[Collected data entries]
......

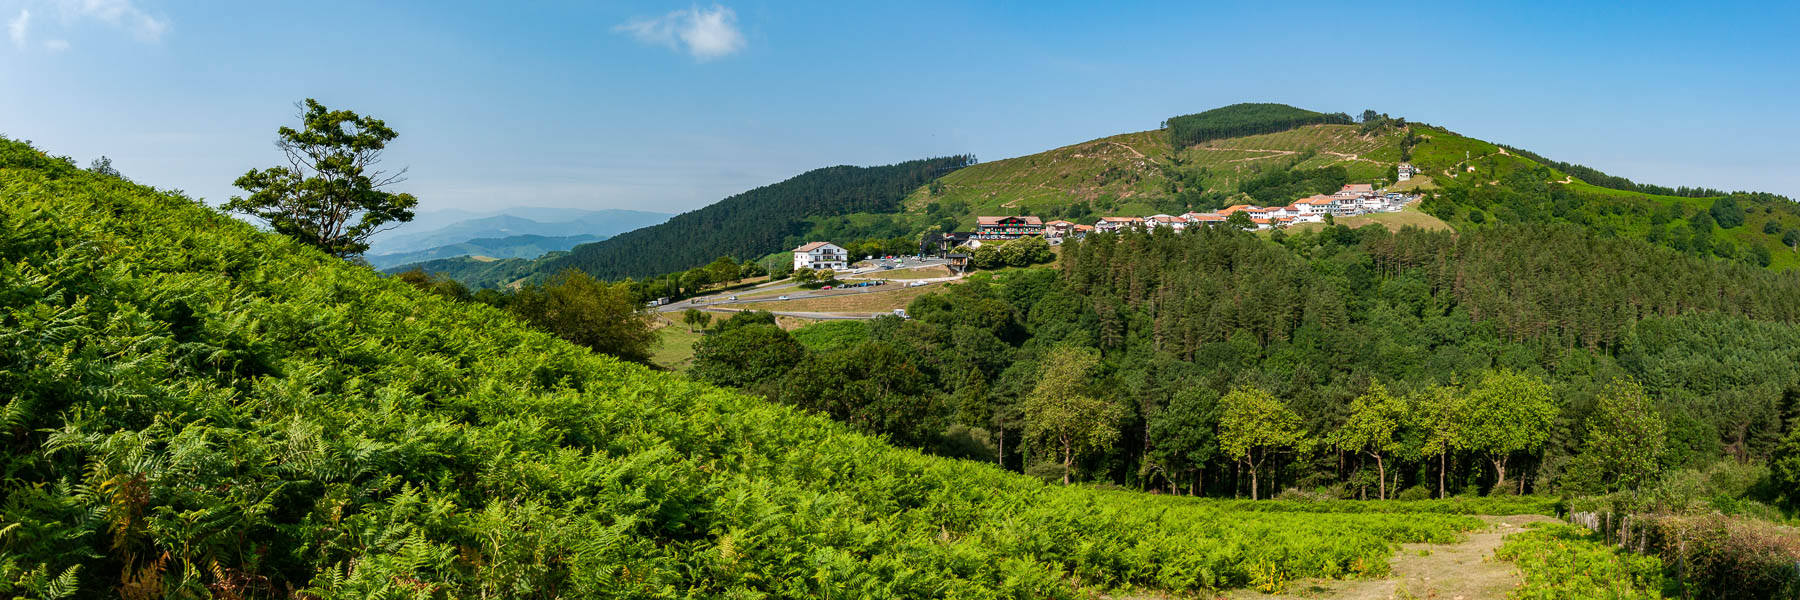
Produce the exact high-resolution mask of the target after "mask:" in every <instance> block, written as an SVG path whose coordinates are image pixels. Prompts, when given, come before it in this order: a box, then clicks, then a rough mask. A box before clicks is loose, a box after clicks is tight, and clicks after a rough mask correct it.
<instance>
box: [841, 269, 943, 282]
mask: <svg viewBox="0 0 1800 600" xmlns="http://www.w3.org/2000/svg"><path fill="white" fill-rule="evenodd" d="M949 276H950V268H949V267H920V268H895V270H871V272H866V274H860V276H844V277H842V279H936V277H949Z"/></svg>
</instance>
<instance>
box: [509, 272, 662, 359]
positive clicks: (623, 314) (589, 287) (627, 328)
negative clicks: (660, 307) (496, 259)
mask: <svg viewBox="0 0 1800 600" xmlns="http://www.w3.org/2000/svg"><path fill="white" fill-rule="evenodd" d="M509 308H511V310H513V312H515V314H518V315H520V317H522V319H526V321H527V323H531V324H533V326H536V328H540V330H545V332H551V333H554V335H556V337H562V339H565V341H571V342H576V344H581V346H587V348H590V350H594V351H601V353H608V355H614V357H619V359H625V360H635V362H650V346H652V344H655V341H657V333H655V332H653V330H652V328H650V321H652V317H650V315H648V314H644V312H641V310H637V299H635V297H634V295H632V290H630V285H628V283H605V281H599V279H594V277H589V276H587V274H583V272H580V270H565V272H562V274H558V276H556V277H553V279H551V281H549V283H544V285H527V286H524V288H520V290H518V294H517V295H515V297H513V301H511V305H509Z"/></svg>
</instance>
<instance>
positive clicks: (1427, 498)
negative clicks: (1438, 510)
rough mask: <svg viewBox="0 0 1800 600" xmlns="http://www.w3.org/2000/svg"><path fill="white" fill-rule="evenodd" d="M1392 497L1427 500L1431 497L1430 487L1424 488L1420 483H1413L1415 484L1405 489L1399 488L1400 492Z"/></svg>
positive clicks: (1396, 498)
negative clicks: (1400, 489)
mask: <svg viewBox="0 0 1800 600" xmlns="http://www.w3.org/2000/svg"><path fill="white" fill-rule="evenodd" d="M1393 499H1397V501H1427V499H1431V488H1426V486H1422V485H1415V486H1409V488H1406V490H1400V494H1397V495H1395V497H1393Z"/></svg>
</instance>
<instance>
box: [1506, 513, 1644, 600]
mask: <svg viewBox="0 0 1800 600" xmlns="http://www.w3.org/2000/svg"><path fill="white" fill-rule="evenodd" d="M1528 528H1530V530H1526V532H1523V533H1514V535H1508V537H1507V542H1505V544H1503V546H1499V550H1496V551H1494V559H1499V560H1507V562H1514V564H1517V566H1519V571H1523V575H1525V586H1523V587H1519V589H1517V591H1514V595H1512V598H1613V600H1631V598H1661V595H1660V593H1661V589H1663V586H1665V582H1663V562H1661V560H1658V559H1656V557H1638V555H1633V553H1629V551H1624V550H1616V548H1611V546H1609V544H1606V542H1604V541H1602V539H1600V537H1598V535H1595V533H1593V532H1588V530H1586V528H1579V526H1573V524H1546V523H1532V524H1528Z"/></svg>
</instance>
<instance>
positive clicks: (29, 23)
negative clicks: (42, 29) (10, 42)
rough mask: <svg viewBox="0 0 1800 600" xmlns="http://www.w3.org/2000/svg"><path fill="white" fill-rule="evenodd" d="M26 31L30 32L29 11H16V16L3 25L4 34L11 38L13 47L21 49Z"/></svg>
mask: <svg viewBox="0 0 1800 600" xmlns="http://www.w3.org/2000/svg"><path fill="white" fill-rule="evenodd" d="M27 31H31V11H27V9H18V16H14V18H13V20H11V22H7V23H5V32H7V36H11V38H13V45H16V47H22V49H23V47H25V32H27Z"/></svg>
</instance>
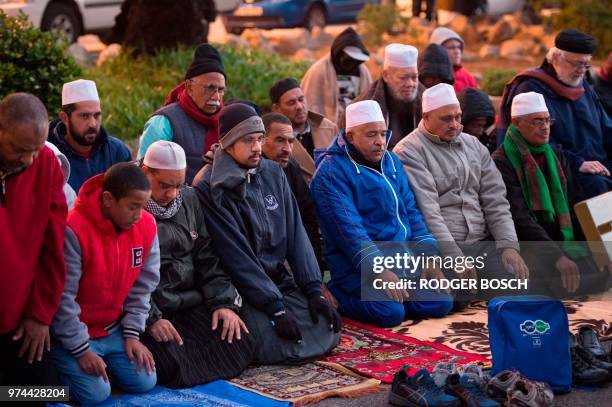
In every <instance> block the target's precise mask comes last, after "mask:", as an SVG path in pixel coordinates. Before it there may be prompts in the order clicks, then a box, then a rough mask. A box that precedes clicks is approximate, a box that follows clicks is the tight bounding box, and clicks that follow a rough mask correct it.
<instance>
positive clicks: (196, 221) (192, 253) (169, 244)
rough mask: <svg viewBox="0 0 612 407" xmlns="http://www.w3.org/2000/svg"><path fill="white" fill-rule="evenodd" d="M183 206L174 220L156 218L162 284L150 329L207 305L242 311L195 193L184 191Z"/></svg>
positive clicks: (160, 287) (154, 300) (152, 307)
mask: <svg viewBox="0 0 612 407" xmlns="http://www.w3.org/2000/svg"><path fill="white" fill-rule="evenodd" d="M181 193H182V196H183V203H182V205H181V207H180V209H179V211H178V212H177V214H176V215H174V216H173V217H172V218H170V219H159V218H156V219H155V220H156V222H157V234H158V237H159V246H160V252H161V266H160V270H159V272H160V281H159V285H158V286H157V288H156V289H155V291H154V292H153V294H152V296H151V310H150V312H149V319H148V321H147V325H150V324H152V323H153V322H155V321H157V320H158V319H160V318H164V317H165V315H167V314H173V313H175V312H178V311H181V310H184V309H187V308H191V307H195V306H197V305H200V304H205V305H206V307H207V308H208V309H209V310H210V311H211V312H212V311H214V310H216V309H218V308H230V309H232V310H234V311H236V312H237V311H238V310H239V309H240V305H241V303H242V300H241V298H240V296H239V295H238V291H237V290H236V288H235V287H234V286H233V285H232V283H231V279H230V277H229V275H228V274H226V273H225V272H224V271H223V269H222V267H221V264H220V261H219V257H217V255H216V253H215V252H214V250H213V245H212V241H211V238H210V235H209V233H208V230H207V229H206V224H205V223H204V211H203V209H202V207H201V205H200V201H199V200H198V197H197V194H196V192H195V190H193V189H192V188H191V187H187V186H185V187H183V189H182V190H181Z"/></svg>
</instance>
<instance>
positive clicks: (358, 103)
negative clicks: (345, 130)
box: [346, 100, 385, 129]
mask: <svg viewBox="0 0 612 407" xmlns="http://www.w3.org/2000/svg"><path fill="white" fill-rule="evenodd" d="M384 121H385V118H384V117H383V115H382V110H380V105H379V104H378V102H376V101H374V100H362V101H361V102H355V103H351V104H350V105H348V106H347V107H346V128H347V129H350V128H352V127H356V126H360V125H362V124H366V123H376V122H384Z"/></svg>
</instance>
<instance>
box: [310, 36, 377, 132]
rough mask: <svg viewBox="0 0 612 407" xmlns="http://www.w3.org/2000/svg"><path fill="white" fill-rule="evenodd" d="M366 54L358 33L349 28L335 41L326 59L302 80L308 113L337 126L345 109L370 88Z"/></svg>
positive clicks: (314, 68) (311, 68)
mask: <svg viewBox="0 0 612 407" xmlns="http://www.w3.org/2000/svg"><path fill="white" fill-rule="evenodd" d="M368 59H370V57H369V54H368V50H367V49H366V47H365V45H363V42H362V41H361V38H359V35H358V34H357V32H356V31H355V30H354V29H353V28H352V27H348V28H347V29H346V30H344V31H342V32H341V33H340V35H338V37H336V39H335V40H334V42H333V43H332V46H331V51H330V53H329V54H328V55H326V56H324V57H323V58H321V59H319V60H318V61H317V62H315V63H314V64H313V65H312V66H311V67H310V68H309V69H308V71H306V74H304V77H303V78H302V89H304V94H305V95H306V99H308V103H309V104H310V110H312V111H313V112H316V113H319V114H321V115H323V116H325V117H326V118H327V119H328V120H330V121H332V122H334V123H338V119H340V117H342V114H343V113H344V109H346V106H347V105H348V104H349V103H351V102H352V101H353V99H355V98H356V97H357V96H359V94H360V93H361V92H363V91H364V90H365V89H368V88H369V87H370V85H371V84H372V76H371V75H370V71H368V68H367V67H366V66H365V64H364V62H365V61H367V60H368Z"/></svg>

......

* TO-DO ITEM
Locate each line in the material above that contains the string "positive", and copy those lines out in full.

* COMPLETED TASK
positive clicks: (623, 314) (589, 287) (627, 328)
positive clicks: (1427, 498)
positive clicks: (1396, 498)
positive clicks: (29, 23)
positive clicks: (196, 221) (192, 253) (169, 244)
positive clicks: (160, 287) (154, 300) (152, 307)
positive clicks: (358, 103)
positive clicks: (314, 68) (311, 68)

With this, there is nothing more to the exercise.